▶ _EXCERPT TO READ_
[Begin]

Supreme Court, New York County
Dec 14, 2023
2023 N.Y. Slip Op. 34420 (N.Y. Sup. Ct. 2023)

Opinion

Index No. 652825/2023 MOTION SEQ. No. 001

12-14-2023

Century Indemnity Company, as successor to CCI Insurance Company, as successor to Insurance Co. of North America and as successor to Indemnity Insurance Company of North America et al Plaintiff, v. The Archdiocese of New York et al Defendants.


Unpublished Opinion

PRESENT: HON. SUZANNE J. ADAMS Justice

DECISION + ORDER ON MOTION

Suzanne J. Adams Judge

The following e-filed documents, listed by NYSCEF document number (Motion 001) 21, 22, 23, 24, 25, 26, 27, 28, 29, 30, 31, 32, 33, 34, 35, 36, 37, 38, 39, 40, 41, 42, 43, 44, 45, 46, 47, 48, 49, 50, 51, 52, 53, 54, 55, 56, 57, 58, 59, 60 were read on this motion to/for DISMISSAL.

Upon the foregoing documents, it is ordered that the motion of defendants Archdiocese of New York ("ADNY") and the additional defendants that are associated parishes, schools, and other associated entities ("Associated Policyholders") is granted. The ADNY, established as a Roman Catholic diocese in 1808, was incorporated in 1981 under the New York Religious Corporations Law. The Associated Policyholders are Catholic parishes, schools, social service agencies, and childcare agencies that operate within the ADNY but are independent from it, and are incorporated separately pursuant to the applicable provisions of New York State law. For many decades the ADNY has coordinated purchasing insurance for itself and the Associated Policyholders through a consolidated insurance program. Plaintiff herein is comprised of Chubb-affiliated insurance companies ("Chubb Insurers") who issued over 30 primary and excess general liability policies to the ADNY and the Associated Policyholders between 1956 and 2003.

The Associated Policyholders are all defendants besides ADNY except: Our Lady of Mount Carmel Society of Middleton N.Y. Inc., Church of St. Ignatius Loyola, St. Francis Xavier Church, and Province of St. Mary of the Capuchin Order.

[End]

▶ _WHAT THE TASK REQUIRES_
Reproduce the stretch of the court decision from "Unpublished Opinion" through "motion to/for DISMISSAL.". The material has nothing to do with this.

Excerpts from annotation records
[Begin]

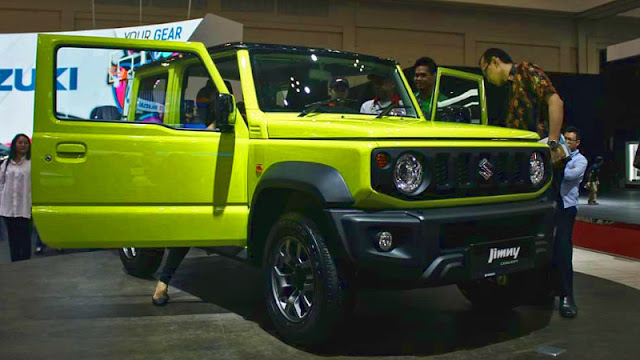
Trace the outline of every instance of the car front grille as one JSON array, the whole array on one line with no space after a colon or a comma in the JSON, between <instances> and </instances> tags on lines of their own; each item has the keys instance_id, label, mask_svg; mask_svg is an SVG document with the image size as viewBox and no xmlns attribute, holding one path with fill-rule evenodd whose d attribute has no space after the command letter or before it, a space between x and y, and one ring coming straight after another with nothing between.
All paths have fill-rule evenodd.
<instances>
[{"instance_id":1,"label":"car front grille","mask_svg":"<svg viewBox=\"0 0 640 360\"><path fill-rule=\"evenodd\" d=\"M371 183L385 194L407 200L494 196L535 192L529 178L529 159L533 151L542 154L545 178L549 181L550 154L545 148L382 148L372 153ZM391 166L380 169L375 156L389 155ZM399 192L393 183L395 161L404 153L414 154L423 166L427 186L412 196ZM483 176L483 173L485 176Z\"/></svg>"}]
</instances>

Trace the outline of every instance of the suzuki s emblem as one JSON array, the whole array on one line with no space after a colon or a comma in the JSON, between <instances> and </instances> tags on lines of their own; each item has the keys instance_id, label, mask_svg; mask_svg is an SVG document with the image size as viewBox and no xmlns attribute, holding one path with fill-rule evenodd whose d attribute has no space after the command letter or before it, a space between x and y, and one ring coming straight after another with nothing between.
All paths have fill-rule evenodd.
<instances>
[{"instance_id":1,"label":"suzuki s emblem","mask_svg":"<svg viewBox=\"0 0 640 360\"><path fill-rule=\"evenodd\" d=\"M493 165L487 159L480 160L478 164L478 173L480 176L484 178L485 181L489 181L489 179L493 176Z\"/></svg>"}]
</instances>

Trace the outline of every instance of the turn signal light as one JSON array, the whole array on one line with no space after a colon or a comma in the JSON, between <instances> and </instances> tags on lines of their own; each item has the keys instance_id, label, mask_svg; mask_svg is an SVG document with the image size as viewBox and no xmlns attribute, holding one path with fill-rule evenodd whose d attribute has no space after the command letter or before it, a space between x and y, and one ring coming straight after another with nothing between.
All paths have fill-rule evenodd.
<instances>
[{"instance_id":1,"label":"turn signal light","mask_svg":"<svg viewBox=\"0 0 640 360\"><path fill-rule=\"evenodd\" d=\"M384 169L389 166L389 154L387 153L378 153L376 154L376 165L380 169Z\"/></svg>"}]
</instances>

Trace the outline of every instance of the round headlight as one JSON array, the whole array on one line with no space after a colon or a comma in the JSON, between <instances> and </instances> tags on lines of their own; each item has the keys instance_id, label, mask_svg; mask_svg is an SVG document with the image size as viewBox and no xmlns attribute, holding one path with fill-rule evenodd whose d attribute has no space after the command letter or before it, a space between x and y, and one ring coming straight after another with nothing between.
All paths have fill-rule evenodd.
<instances>
[{"instance_id":1,"label":"round headlight","mask_svg":"<svg viewBox=\"0 0 640 360\"><path fill-rule=\"evenodd\" d=\"M544 158L537 151L532 152L529 158L529 179L535 187L540 186L544 180Z\"/></svg>"},{"instance_id":2,"label":"round headlight","mask_svg":"<svg viewBox=\"0 0 640 360\"><path fill-rule=\"evenodd\" d=\"M404 154L396 161L393 169L393 183L403 194L413 195L422 185L422 164L412 154Z\"/></svg>"}]
</instances>

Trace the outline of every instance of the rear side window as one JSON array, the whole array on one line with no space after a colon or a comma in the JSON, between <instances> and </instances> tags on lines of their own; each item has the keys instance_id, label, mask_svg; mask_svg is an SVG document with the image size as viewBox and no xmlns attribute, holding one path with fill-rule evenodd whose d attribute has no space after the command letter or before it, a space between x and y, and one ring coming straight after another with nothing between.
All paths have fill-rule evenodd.
<instances>
[{"instance_id":1,"label":"rear side window","mask_svg":"<svg viewBox=\"0 0 640 360\"><path fill-rule=\"evenodd\" d=\"M62 47L56 67L58 119L215 130L212 110L218 91L194 54ZM201 91L205 88L206 94ZM201 109L198 93L207 95L200 98Z\"/></svg>"}]
</instances>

[End]

▶ _CORRECT OUTPUT_
Unpublished Opinion

PRESENT: HON. SUZANNE J. ADAMS Justice

DECISION + ORDER ON MOTION

Suzanne J. Adams Judge

The following e-filed documents, listed by NYSCEF document number (Motion 001) 21, 22, 23, 24, 25, 26, 27, 28, 29, 30, 31, 32, 33, 34, 35, 36, 37, 38, 39, 40, 41, 42, 43, 44, 45, 46, 47, 48, 49, 50, 51, 52, 53, 54, 55, 56, 57, 58, 59, 60 were read on this motion to/for DISMISSAL.